REQUIREMENT: Search each line below for "Target", then return the lines where it appears.

RECORDED INFORMATION:
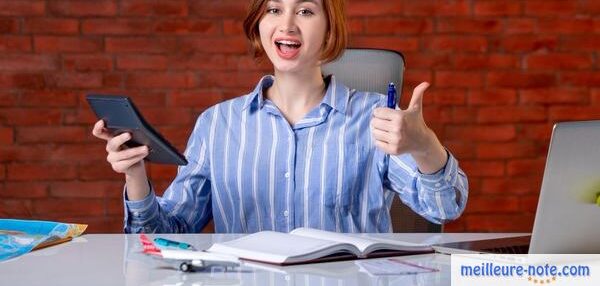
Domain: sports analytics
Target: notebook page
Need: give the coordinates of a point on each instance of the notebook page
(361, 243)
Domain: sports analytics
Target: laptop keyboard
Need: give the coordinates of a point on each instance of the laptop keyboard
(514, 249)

==

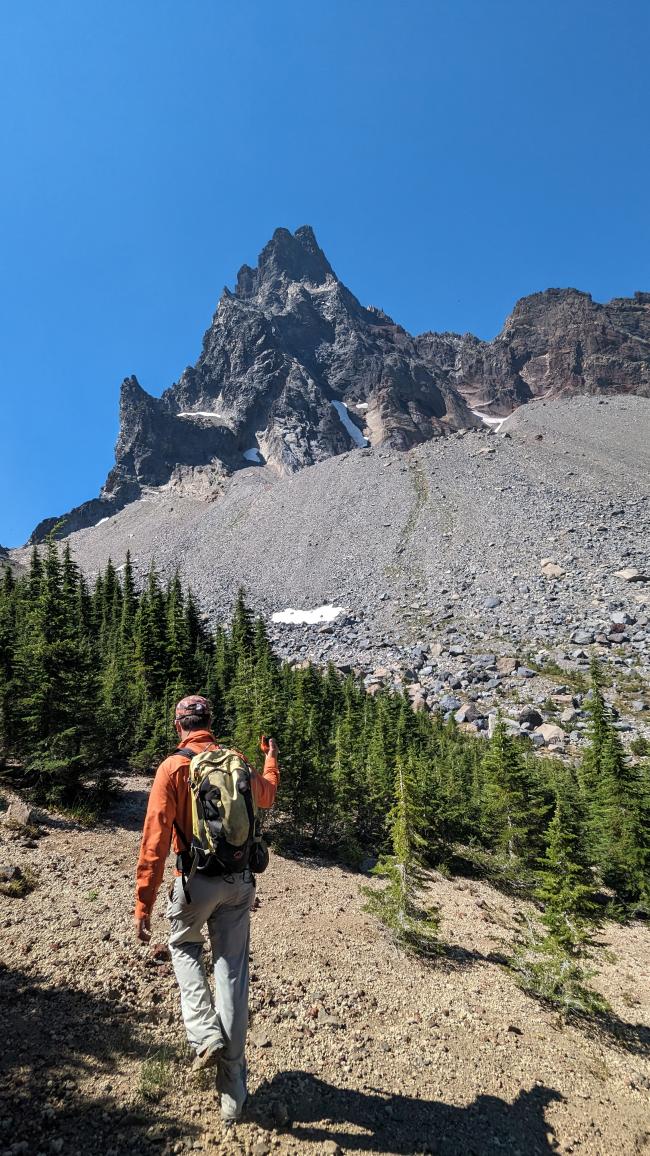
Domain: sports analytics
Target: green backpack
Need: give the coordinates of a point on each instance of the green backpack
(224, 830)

SOLUTION:
Target: notebook page
Target: laptop keyboard
Target: green backpack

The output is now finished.